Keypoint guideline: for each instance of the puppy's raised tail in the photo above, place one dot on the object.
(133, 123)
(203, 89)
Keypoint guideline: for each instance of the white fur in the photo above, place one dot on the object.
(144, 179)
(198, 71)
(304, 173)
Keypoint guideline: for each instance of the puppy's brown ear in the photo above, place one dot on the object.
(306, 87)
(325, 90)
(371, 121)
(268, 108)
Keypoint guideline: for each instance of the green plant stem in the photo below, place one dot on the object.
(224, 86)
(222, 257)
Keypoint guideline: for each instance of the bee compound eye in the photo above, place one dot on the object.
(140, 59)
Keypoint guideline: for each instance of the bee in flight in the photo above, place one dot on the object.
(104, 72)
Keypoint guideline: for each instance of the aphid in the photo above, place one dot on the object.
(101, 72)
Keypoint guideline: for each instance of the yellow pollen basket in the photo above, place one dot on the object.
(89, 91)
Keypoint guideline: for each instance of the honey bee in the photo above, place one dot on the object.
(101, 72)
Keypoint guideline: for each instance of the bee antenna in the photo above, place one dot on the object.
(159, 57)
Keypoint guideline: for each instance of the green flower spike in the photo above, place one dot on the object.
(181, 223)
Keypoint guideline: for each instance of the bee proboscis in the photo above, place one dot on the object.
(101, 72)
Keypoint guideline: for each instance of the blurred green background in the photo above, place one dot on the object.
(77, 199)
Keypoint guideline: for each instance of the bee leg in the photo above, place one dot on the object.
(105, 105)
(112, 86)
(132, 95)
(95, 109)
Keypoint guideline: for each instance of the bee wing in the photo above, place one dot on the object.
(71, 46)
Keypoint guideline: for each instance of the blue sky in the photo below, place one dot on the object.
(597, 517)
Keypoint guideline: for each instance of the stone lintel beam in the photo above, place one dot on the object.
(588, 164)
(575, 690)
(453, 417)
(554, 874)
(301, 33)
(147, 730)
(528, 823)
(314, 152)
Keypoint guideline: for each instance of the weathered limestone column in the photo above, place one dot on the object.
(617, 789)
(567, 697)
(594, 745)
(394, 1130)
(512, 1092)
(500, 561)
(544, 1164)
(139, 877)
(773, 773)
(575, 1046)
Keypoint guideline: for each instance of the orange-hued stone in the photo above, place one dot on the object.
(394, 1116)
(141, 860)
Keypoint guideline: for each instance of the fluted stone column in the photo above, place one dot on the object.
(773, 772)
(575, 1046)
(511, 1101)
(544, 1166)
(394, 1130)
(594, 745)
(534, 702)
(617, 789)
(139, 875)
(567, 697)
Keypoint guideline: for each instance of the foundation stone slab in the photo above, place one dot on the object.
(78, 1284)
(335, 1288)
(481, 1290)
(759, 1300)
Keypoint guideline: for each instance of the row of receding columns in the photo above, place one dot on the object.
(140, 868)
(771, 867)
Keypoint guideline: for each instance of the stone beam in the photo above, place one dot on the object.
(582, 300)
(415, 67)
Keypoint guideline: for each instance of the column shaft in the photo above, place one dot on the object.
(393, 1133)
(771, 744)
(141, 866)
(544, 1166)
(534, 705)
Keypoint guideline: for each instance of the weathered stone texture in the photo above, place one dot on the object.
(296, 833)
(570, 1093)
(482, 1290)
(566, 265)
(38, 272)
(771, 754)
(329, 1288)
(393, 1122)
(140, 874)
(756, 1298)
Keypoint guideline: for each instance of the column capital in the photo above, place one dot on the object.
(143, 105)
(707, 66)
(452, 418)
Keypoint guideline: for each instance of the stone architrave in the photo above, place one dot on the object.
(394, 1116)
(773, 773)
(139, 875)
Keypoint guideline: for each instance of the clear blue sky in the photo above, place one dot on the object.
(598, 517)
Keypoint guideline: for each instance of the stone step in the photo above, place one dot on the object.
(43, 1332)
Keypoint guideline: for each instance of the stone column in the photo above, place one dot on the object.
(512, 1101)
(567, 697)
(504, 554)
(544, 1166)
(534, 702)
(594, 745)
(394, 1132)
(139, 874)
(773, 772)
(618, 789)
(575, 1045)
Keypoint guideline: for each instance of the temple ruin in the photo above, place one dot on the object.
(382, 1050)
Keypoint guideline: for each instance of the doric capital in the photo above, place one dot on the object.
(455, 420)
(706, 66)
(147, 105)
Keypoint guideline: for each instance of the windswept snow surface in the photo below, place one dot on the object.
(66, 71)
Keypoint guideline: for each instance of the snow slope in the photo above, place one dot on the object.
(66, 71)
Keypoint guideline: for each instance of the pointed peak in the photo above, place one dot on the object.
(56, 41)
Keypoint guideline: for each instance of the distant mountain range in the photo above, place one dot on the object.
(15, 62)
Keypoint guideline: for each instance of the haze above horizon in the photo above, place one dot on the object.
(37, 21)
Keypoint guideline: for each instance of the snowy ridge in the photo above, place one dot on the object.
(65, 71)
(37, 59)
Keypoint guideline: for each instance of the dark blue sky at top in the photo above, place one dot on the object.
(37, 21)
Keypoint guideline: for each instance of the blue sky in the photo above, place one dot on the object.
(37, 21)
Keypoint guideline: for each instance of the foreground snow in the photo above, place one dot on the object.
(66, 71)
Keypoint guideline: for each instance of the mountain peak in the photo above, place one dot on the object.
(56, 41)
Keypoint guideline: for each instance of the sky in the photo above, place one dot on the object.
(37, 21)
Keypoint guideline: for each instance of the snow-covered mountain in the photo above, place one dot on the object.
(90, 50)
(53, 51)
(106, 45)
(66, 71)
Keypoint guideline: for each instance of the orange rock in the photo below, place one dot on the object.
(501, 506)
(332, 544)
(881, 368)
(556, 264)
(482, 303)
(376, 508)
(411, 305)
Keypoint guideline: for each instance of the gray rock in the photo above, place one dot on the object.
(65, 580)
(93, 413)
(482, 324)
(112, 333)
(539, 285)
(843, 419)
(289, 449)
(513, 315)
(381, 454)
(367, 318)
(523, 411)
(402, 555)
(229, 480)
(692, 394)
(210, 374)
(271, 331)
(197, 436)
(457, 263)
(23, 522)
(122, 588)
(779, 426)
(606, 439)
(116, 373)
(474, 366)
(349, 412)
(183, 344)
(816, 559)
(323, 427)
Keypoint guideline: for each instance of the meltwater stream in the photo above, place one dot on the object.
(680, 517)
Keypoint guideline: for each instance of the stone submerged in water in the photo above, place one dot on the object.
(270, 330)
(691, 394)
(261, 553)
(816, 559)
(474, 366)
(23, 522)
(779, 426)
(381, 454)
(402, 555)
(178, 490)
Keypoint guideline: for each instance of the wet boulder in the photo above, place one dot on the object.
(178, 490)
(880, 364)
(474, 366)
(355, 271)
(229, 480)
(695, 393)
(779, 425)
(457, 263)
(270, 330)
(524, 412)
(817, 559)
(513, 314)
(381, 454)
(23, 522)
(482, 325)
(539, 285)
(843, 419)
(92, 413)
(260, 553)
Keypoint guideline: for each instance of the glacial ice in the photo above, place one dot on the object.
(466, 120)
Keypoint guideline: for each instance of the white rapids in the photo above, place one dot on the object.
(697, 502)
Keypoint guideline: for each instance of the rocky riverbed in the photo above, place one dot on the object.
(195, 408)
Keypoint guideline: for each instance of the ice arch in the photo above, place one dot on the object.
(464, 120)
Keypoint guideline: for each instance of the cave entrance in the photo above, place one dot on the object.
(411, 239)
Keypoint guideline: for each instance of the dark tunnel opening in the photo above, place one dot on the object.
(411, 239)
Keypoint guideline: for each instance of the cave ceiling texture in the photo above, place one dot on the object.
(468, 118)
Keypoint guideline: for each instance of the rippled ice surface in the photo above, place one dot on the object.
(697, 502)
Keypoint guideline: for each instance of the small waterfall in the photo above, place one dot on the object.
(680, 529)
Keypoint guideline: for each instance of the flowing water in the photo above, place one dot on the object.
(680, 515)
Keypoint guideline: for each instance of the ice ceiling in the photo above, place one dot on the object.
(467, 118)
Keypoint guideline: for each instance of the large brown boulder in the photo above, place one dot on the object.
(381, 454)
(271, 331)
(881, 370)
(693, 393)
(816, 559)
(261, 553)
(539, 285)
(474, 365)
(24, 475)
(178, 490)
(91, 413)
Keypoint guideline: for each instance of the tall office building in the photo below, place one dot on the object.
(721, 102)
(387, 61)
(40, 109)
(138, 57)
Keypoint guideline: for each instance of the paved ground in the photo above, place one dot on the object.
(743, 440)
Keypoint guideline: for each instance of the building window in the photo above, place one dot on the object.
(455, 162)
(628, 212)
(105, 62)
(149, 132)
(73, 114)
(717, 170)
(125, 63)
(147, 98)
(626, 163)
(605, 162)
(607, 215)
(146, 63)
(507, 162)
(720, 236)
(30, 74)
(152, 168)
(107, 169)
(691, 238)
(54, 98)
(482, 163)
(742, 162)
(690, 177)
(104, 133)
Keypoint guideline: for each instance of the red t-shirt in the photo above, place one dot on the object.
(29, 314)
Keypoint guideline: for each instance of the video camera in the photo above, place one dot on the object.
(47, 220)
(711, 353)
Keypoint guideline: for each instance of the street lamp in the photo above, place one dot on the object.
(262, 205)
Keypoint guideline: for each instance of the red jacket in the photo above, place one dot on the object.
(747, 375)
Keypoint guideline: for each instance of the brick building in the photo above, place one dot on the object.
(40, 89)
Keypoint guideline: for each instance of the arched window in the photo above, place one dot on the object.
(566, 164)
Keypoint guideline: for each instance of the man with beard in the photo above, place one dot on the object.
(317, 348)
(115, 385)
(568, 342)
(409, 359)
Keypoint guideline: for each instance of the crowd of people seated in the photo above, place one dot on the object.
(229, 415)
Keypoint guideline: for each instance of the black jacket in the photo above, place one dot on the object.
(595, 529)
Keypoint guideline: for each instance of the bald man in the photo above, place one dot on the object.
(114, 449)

====

Output the lines of the listing as a JSON list of strings, one string per line and blank lines left out, starting at the line that contains "Keypoint guideline: for each instance of the temple" and ending at the line that contains "(382, 1050)", both included.

[
  "Keypoint guideline: for each instance of the temple ruin in the photo above, place one dot on the object.",
  "(382, 1050)"
]